**Goal:** All of the material below is to be retyped exactly.

---------- Data section

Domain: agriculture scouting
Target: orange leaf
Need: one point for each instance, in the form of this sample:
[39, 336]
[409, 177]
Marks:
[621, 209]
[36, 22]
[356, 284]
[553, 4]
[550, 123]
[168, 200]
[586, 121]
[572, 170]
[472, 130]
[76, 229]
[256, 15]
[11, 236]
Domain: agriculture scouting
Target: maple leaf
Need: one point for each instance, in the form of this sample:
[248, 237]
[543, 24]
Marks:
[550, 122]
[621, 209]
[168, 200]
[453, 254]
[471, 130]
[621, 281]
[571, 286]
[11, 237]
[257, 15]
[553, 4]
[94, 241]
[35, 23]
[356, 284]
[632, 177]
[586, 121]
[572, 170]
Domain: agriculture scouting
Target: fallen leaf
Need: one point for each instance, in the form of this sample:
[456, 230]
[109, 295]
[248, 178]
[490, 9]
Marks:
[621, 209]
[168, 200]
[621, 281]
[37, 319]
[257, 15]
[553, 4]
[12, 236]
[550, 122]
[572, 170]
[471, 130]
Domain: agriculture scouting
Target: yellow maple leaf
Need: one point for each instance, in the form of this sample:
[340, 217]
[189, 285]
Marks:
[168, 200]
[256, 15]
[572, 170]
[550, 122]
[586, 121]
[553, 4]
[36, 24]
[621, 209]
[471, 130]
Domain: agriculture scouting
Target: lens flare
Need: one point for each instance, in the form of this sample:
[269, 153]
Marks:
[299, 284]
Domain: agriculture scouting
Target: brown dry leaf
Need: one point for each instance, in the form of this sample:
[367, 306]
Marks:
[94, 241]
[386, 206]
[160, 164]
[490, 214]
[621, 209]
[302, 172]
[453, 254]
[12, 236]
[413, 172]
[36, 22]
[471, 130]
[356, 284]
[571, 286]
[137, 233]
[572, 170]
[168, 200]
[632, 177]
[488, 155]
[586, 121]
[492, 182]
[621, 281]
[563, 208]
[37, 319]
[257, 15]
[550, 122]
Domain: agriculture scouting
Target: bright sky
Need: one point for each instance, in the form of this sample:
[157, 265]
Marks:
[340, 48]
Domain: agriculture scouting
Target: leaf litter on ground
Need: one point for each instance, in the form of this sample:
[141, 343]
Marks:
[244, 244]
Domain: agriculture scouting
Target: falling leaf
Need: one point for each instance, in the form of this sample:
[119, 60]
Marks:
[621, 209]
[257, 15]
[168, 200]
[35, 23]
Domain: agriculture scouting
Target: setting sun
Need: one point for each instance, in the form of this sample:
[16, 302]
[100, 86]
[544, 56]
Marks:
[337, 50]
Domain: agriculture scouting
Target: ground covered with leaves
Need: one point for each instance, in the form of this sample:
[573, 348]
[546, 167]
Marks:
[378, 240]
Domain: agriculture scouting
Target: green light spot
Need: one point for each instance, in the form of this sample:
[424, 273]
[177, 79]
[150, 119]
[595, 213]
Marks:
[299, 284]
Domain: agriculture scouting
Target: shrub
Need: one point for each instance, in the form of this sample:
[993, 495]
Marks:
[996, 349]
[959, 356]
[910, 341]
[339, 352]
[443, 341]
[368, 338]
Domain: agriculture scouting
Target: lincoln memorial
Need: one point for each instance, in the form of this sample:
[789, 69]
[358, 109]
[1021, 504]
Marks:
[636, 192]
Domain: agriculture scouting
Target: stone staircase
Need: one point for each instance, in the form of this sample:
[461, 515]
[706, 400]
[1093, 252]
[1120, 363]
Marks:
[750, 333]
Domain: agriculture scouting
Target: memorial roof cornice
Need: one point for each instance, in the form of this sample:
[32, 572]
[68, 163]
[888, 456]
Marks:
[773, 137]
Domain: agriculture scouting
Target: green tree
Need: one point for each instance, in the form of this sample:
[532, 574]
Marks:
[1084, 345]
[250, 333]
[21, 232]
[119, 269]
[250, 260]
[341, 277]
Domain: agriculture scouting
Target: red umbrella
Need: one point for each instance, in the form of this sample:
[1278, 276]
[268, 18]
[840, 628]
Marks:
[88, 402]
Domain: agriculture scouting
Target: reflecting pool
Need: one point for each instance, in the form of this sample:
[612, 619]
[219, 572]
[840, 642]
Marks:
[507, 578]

--------------------

**Response:**
Domain: agriculture scouting
Target: orange leaf
Need: one point for each instance, in the form of this sample:
[39, 336]
[409, 177]
Marks:
[621, 209]
[36, 22]
[356, 284]
[553, 4]
[550, 123]
[168, 200]
[586, 121]
[572, 170]
[472, 130]
[76, 229]
[256, 15]
[11, 236]
Domain: agriculture scouting
Target: maple leaf
Need: one point for each instance, in the form of this sample:
[248, 237]
[543, 24]
Marks:
[550, 122]
[621, 209]
[168, 200]
[453, 254]
[471, 130]
[621, 281]
[571, 286]
[11, 237]
[257, 15]
[553, 4]
[94, 241]
[35, 23]
[356, 284]
[632, 177]
[586, 121]
[572, 170]
Domain: agriculture scouting
Target: fallen leaf
Need: one point for each instance, in the form of this sample:
[456, 230]
[109, 295]
[248, 178]
[490, 9]
Marks:
[621, 209]
[168, 200]
[621, 281]
[37, 319]
[257, 15]
[553, 4]
[12, 236]
[550, 122]
[572, 170]
[471, 130]
Domain: agriculture scouting
Target: yellow maple leaf
Need: one point for each instance, in the form of this sample:
[340, 217]
[189, 285]
Marks:
[168, 200]
[256, 15]
[572, 170]
[550, 122]
[586, 121]
[553, 4]
[36, 24]
[621, 209]
[471, 130]
Domain: agriculture scouting
Target: lens flare
Need: one point for each instance, in the form of this sample:
[269, 153]
Marks:
[299, 284]
Domain: agriculture scouting
Target: brown dry leaf
Need: one point for each instance, in the form of this sample:
[367, 306]
Marks:
[94, 241]
[386, 206]
[160, 164]
[490, 214]
[621, 209]
[302, 172]
[453, 254]
[12, 236]
[413, 172]
[36, 22]
[471, 130]
[356, 284]
[571, 286]
[137, 233]
[572, 170]
[168, 200]
[632, 177]
[488, 155]
[586, 121]
[492, 182]
[621, 281]
[563, 208]
[37, 319]
[257, 15]
[550, 122]
Domain: agriculture scouting
Target: bright sky
Need: one point for each instance, in the form of this sample:
[157, 265]
Marks:
[340, 48]
Domain: agriculture scouting
Target: leaf litter on ground
Need: one point for each instance, in the form of this sample:
[141, 343]
Marks:
[244, 244]
Domain: agriculture scouting
Target: falling leaf
Need: one point for each instance, in the form of this sample:
[119, 60]
Marks:
[621, 209]
[257, 15]
[168, 200]
[35, 23]
Domain: agriculture scouting
Target: setting sun
Need: one point for each instance, in the form of this sample:
[16, 302]
[100, 86]
[544, 56]
Marks:
[337, 50]
Domain: agriculture scouting
Target: ground covered with leaves
Need: one point for each instance, in the form of this sample:
[573, 348]
[546, 167]
Marks:
[378, 240]
Domain: agriculture scouting
Target: green light spot
Need: one point for each instance, in the form of this sample:
[424, 273]
[177, 79]
[150, 119]
[595, 213]
Marks:
[299, 284]
Domain: agriculture scouting
Target: shrub
Need: one point for each instance, in the form of this sample:
[993, 495]
Marks:
[996, 349]
[959, 356]
[910, 341]
[339, 352]
[443, 341]
[368, 338]
Domain: agriculture scouting
Target: lincoln memorial
Need: one point for each instance, in the form of this sample:
[789, 69]
[358, 109]
[1021, 504]
Marks:
[636, 192]
Domain: agriculture scouting
Target: stone staircase
Need: one point for each instance, in the form of this sample:
[461, 515]
[706, 400]
[1093, 252]
[1120, 363]
Marks:
[750, 333]
Domain: agriculture scouting
Target: memorial roof cornice
Need: one point for each instance, in the form of this sample:
[32, 572]
[68, 163]
[888, 456]
Marks:
[773, 137]
Domain: agriculture scouting
Target: green tree
Need: one point for each instance, in the form of this sample:
[532, 574]
Marks:
[1084, 345]
[250, 333]
[21, 232]
[119, 269]
[250, 260]
[341, 277]
Domain: agriculture scouting
Target: red umbrella
Need: one point for each instance, in the form of this sample:
[1278, 276]
[268, 18]
[840, 628]
Marks:
[88, 402]
Domain: agriculture scouting
Target: reflecting pool
Need: one point for each instance, in the form of this sample:
[612, 619]
[219, 572]
[840, 642]
Marks:
[507, 578]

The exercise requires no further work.